→ TASK DETAILS: Only the lines from the one containing "Where can you see the black belt" to the end of the entries should be written out, each exactly as it stands, both ends included.

Records excerpted from a collection:
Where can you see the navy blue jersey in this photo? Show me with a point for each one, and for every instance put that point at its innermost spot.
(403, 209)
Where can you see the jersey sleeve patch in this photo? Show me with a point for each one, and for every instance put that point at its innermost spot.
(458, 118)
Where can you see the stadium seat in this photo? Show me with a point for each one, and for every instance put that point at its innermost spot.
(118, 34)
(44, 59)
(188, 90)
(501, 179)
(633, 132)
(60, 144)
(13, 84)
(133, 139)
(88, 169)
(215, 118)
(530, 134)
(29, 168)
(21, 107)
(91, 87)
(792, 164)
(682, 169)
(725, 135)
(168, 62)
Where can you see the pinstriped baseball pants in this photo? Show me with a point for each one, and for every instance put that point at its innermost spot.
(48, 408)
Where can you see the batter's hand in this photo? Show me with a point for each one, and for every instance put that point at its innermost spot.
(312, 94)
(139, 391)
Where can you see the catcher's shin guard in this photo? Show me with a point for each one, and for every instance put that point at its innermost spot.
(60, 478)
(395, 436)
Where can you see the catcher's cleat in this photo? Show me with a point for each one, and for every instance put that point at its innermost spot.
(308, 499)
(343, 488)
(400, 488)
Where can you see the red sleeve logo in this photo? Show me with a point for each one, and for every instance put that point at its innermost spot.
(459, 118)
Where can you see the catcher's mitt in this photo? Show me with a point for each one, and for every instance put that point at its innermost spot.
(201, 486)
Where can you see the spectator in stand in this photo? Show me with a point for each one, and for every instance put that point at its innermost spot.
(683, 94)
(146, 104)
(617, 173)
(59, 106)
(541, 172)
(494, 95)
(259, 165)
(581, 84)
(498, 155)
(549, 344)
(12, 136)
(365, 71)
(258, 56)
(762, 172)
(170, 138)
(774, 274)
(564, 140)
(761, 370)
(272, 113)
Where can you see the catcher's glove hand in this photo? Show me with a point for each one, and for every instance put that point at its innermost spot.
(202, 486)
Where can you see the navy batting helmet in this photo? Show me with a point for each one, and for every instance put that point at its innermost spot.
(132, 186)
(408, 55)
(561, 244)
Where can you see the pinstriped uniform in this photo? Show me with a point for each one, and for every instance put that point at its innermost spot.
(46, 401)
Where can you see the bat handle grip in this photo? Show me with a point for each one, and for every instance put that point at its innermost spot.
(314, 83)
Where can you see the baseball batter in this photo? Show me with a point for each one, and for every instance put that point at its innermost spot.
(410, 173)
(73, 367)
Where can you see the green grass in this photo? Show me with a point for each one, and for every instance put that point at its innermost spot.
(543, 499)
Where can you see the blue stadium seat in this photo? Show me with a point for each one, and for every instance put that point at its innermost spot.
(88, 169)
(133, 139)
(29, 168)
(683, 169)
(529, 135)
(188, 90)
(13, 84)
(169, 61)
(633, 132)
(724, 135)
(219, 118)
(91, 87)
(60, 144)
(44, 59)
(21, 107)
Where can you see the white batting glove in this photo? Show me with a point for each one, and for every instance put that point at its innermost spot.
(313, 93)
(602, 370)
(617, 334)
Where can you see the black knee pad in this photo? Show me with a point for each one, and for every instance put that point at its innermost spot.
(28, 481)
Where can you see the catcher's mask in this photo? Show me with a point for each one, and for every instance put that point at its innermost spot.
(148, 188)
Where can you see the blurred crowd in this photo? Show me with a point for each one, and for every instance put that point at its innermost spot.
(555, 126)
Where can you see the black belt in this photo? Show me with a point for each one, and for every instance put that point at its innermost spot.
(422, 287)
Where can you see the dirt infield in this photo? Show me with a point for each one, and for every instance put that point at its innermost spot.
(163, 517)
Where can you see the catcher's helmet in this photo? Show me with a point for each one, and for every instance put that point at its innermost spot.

→ RESPONSE FOR THIS EXERCISE:
Where can you see the black belt in this photo? Show me with a point for each one, and for every instance put that point at its innermost spot.
(422, 287)
Where can you see the dirt infield in this photo? Show me with a point for each one, and for every instance put that point at its innermost spot.
(163, 517)
Where can you see the catcher's helmet in this photo? Show me with a point for each one, and for every instance put that point at its innermost spot.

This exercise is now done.